| WHAT IS EXPECTED |
Starting at the line containing "bare ground, which" and ending with the line containing "x=727, y=322", rewrite those lines with "bare ground" renamed to "dry earth" and nothing else changed.

Dataset excerpt
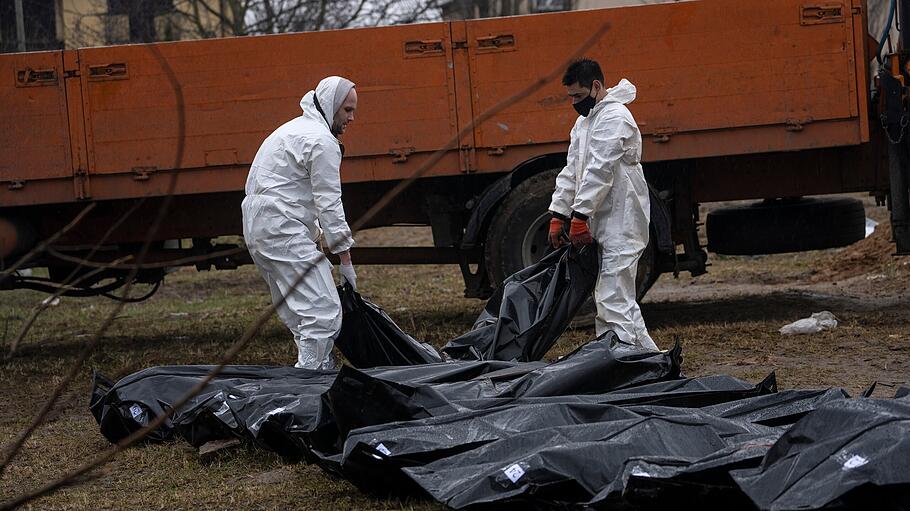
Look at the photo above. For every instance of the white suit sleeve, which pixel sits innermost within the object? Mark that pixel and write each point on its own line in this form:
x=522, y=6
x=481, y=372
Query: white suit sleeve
x=325, y=165
x=564, y=193
x=609, y=142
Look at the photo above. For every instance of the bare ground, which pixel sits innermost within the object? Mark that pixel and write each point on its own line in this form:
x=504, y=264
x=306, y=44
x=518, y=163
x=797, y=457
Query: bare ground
x=727, y=322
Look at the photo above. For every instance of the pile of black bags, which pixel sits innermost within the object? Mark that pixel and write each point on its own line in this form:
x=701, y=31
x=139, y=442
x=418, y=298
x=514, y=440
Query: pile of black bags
x=607, y=426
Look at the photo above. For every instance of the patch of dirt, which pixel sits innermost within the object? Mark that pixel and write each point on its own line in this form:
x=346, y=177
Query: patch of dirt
x=870, y=255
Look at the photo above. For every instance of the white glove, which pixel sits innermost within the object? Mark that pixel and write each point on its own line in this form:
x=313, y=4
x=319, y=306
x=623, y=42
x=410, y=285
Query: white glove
x=347, y=272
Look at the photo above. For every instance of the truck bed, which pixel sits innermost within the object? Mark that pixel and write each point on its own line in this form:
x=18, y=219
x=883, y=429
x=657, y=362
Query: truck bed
x=714, y=78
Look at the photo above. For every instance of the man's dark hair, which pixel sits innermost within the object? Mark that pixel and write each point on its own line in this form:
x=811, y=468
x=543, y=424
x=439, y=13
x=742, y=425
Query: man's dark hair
x=583, y=72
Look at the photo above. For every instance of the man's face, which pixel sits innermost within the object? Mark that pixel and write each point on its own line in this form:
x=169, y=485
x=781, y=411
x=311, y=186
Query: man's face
x=345, y=114
x=578, y=93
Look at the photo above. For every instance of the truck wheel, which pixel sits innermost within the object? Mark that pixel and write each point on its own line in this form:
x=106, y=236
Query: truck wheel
x=786, y=225
x=517, y=238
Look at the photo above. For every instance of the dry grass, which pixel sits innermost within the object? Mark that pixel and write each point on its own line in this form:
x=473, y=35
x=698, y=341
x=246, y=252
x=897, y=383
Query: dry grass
x=727, y=321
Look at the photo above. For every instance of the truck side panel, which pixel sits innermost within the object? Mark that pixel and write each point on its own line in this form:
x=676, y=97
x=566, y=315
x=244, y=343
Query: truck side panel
x=222, y=97
x=714, y=77
x=34, y=136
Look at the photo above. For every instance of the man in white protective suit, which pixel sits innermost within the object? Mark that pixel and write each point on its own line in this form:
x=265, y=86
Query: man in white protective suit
x=293, y=202
x=603, y=194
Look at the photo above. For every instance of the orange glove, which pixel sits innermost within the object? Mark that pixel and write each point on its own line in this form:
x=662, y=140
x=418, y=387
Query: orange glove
x=555, y=232
x=579, y=234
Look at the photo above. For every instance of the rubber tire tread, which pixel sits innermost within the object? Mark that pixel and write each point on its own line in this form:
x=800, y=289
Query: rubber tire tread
x=786, y=226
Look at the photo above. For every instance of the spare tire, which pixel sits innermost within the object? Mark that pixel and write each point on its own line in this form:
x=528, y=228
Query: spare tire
x=786, y=225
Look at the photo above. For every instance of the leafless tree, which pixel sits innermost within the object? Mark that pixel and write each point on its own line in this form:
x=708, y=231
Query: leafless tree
x=116, y=21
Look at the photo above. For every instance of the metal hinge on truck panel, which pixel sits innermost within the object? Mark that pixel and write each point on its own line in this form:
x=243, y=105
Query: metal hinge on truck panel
x=796, y=124
x=662, y=135
x=818, y=14
x=143, y=173
x=29, y=77
x=401, y=154
x=424, y=48
x=115, y=71
x=505, y=42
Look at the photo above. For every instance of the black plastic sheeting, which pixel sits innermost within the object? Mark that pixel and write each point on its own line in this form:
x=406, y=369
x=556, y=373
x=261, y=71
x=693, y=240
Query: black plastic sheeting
x=531, y=309
x=608, y=426
x=370, y=338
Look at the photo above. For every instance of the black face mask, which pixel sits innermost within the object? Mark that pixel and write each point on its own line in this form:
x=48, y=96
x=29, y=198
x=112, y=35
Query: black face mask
x=584, y=106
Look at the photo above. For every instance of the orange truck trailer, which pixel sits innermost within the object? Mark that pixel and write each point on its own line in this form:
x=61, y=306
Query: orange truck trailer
x=769, y=100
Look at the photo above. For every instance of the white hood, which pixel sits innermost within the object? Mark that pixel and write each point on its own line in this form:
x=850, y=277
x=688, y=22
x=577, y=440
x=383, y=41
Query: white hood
x=331, y=92
x=623, y=92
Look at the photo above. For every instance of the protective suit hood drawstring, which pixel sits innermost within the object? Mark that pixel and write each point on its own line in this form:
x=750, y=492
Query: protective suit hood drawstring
x=325, y=101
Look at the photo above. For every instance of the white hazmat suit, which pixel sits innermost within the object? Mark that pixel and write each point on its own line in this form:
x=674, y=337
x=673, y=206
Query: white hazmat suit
x=604, y=181
x=293, y=198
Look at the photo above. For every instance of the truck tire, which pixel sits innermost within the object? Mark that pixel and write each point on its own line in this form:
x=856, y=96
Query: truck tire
x=786, y=225
x=517, y=238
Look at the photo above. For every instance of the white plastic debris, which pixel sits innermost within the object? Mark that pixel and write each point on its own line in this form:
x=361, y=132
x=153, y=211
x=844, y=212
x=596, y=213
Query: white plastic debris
x=819, y=321
x=870, y=226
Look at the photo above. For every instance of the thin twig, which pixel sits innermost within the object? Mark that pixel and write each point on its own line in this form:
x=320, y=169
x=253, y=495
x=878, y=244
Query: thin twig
x=66, y=284
x=44, y=304
x=144, y=266
x=40, y=247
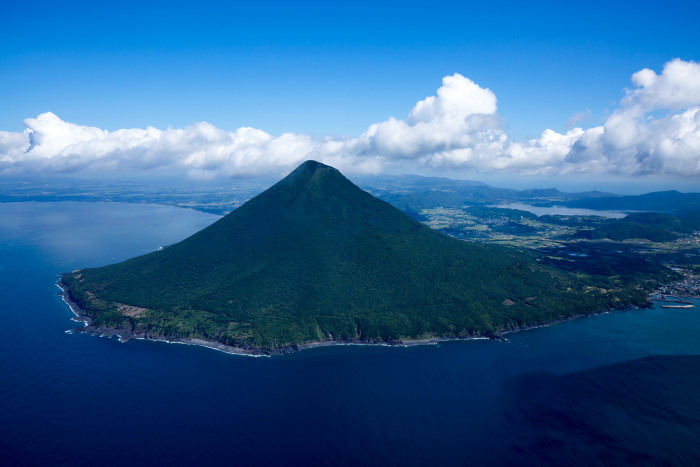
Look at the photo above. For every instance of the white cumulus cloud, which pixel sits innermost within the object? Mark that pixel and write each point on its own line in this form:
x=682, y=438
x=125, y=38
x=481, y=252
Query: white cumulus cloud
x=654, y=130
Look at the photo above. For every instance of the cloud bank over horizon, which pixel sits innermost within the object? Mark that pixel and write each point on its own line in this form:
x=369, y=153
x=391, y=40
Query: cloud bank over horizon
x=655, y=130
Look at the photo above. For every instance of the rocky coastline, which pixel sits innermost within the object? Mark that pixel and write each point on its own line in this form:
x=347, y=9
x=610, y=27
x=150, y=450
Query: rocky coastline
x=124, y=335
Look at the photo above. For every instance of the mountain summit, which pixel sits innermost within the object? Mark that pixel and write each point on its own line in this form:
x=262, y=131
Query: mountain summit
x=314, y=258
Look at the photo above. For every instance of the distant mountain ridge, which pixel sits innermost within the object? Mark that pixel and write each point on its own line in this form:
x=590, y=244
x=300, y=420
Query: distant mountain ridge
x=316, y=259
x=671, y=201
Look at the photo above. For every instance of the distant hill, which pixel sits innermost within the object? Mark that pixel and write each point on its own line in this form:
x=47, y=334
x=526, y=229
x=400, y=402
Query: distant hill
x=662, y=201
x=654, y=226
x=315, y=258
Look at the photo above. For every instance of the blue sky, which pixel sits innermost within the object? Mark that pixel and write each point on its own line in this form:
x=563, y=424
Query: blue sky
x=322, y=69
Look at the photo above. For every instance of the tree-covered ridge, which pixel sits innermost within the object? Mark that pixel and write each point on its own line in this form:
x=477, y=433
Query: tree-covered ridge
x=315, y=258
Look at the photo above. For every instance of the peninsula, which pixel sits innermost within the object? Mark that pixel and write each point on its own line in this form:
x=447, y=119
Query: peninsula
x=315, y=260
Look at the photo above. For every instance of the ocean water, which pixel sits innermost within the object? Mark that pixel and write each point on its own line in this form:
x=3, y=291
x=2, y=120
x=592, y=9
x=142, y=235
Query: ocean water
x=613, y=389
x=564, y=211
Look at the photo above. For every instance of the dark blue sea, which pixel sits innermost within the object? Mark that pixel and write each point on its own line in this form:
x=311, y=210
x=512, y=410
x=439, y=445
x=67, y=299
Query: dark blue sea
x=614, y=389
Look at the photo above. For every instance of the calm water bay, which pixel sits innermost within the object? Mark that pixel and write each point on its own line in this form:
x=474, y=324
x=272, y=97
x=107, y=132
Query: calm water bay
x=571, y=394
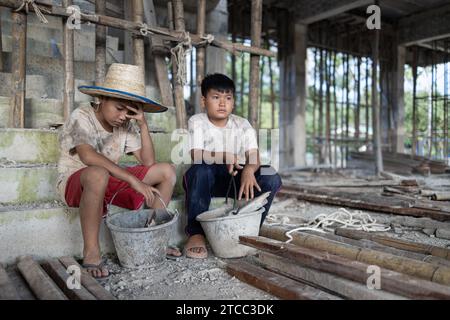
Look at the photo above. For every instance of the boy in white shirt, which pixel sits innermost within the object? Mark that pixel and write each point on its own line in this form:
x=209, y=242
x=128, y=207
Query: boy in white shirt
x=221, y=145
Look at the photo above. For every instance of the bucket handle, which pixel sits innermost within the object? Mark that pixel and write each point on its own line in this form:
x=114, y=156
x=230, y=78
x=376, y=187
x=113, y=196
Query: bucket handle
x=232, y=183
x=128, y=187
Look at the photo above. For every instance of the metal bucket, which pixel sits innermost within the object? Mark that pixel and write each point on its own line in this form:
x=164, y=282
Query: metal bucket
x=138, y=245
x=223, y=231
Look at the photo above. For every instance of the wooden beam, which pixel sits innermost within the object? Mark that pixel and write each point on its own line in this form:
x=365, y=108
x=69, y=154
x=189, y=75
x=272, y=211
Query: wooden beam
x=88, y=281
x=414, y=268
x=324, y=9
x=58, y=273
x=162, y=33
x=391, y=281
x=7, y=289
x=100, y=45
x=39, y=282
x=18, y=69
x=201, y=53
x=179, y=24
x=275, y=284
x=396, y=243
x=425, y=26
x=256, y=29
x=157, y=45
x=138, y=40
x=340, y=286
x=69, y=82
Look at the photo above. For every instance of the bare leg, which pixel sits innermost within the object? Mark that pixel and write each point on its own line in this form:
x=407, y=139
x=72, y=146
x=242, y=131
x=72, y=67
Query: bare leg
x=163, y=177
x=94, y=181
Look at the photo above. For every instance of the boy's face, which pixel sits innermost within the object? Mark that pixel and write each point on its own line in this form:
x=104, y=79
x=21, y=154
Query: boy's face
x=218, y=104
x=114, y=111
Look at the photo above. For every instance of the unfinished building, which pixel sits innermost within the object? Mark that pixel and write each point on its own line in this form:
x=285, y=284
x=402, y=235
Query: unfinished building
x=350, y=97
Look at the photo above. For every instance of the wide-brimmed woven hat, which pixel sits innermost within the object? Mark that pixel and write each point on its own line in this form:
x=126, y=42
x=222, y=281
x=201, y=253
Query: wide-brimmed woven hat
x=124, y=81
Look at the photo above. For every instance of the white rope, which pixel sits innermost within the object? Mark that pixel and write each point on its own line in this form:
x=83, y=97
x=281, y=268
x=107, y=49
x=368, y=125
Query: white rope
x=179, y=53
x=343, y=218
x=37, y=9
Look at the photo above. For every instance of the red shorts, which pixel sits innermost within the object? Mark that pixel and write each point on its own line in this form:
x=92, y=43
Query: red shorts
x=126, y=197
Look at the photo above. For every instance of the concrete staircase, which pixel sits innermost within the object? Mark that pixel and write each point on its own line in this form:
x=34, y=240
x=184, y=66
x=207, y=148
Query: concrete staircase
x=33, y=220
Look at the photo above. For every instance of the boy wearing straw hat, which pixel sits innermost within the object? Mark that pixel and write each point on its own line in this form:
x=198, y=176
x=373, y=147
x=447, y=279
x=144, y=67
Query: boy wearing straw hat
x=92, y=141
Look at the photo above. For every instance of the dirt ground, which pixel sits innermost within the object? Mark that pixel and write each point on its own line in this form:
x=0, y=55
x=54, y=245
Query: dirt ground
x=189, y=279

| SOLVED PROBLEM |
Look at the photo above. For every instance of the dry earth, which pixel sits innermost within the object? Mark that pixel and write each point on its own line in this form:
x=504, y=264
x=306, y=44
x=518, y=163
x=797, y=457
Query: dry earth
x=727, y=322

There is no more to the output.